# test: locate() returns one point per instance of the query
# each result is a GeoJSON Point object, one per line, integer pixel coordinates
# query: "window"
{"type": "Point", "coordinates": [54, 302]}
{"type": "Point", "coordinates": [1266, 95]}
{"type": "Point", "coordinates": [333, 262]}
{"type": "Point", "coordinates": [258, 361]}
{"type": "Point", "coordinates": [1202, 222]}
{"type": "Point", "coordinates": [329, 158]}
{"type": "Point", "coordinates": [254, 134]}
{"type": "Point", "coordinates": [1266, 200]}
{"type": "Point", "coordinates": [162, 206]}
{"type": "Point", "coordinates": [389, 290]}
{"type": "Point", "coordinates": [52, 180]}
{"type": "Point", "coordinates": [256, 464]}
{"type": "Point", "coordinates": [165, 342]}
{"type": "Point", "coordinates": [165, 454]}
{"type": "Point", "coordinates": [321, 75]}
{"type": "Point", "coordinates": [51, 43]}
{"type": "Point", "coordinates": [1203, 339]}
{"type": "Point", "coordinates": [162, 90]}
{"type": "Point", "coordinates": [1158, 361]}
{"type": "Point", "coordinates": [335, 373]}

■ Exercise objective: Lay out every line above as a JSON list of strings, one string per line, leaving out any blank lines.

■ Exercise output:
[
  "# test: locate() returns one point per instance of the query",
  "# each result is a GeoJSON Point object, one per line, integer pixel coordinates",
  "# query: \"window\"",
  "{\"type\": \"Point\", \"coordinates\": [54, 302]}",
  "{\"type\": \"Point\", \"coordinates\": [1266, 95]}",
  "{\"type\": \"Point\", \"coordinates\": [333, 262]}",
  "{\"type\": \"Point\", \"coordinates\": [258, 361]}",
  "{\"type\": \"Point\", \"coordinates\": [1202, 222]}",
  "{\"type\": \"Point\", \"coordinates\": [329, 158]}",
  "{\"type\": \"Point\", \"coordinates\": [254, 134]}",
  "{\"type\": \"Point\", \"coordinates\": [1266, 200]}",
  "{\"type\": \"Point\", \"coordinates\": [162, 206]}",
  "{\"type\": \"Point\", \"coordinates\": [389, 290]}",
  "{\"type\": \"Point\", \"coordinates\": [52, 180]}",
  "{\"type\": \"Point\", \"coordinates\": [256, 464]}",
  "{\"type\": \"Point\", \"coordinates\": [165, 342]}",
  "{\"type\": \"Point\", \"coordinates\": [165, 454]}",
  "{\"type\": \"Point\", \"coordinates\": [321, 75]}",
  "{\"type\": \"Point\", \"coordinates\": [51, 43]}",
  "{\"type\": \"Point\", \"coordinates\": [1203, 339]}",
  "{\"type\": \"Point\", \"coordinates\": [162, 90]}",
  "{\"type\": \"Point\", \"coordinates\": [1158, 361]}",
  "{\"type\": \"Point\", \"coordinates\": [335, 373]}"
]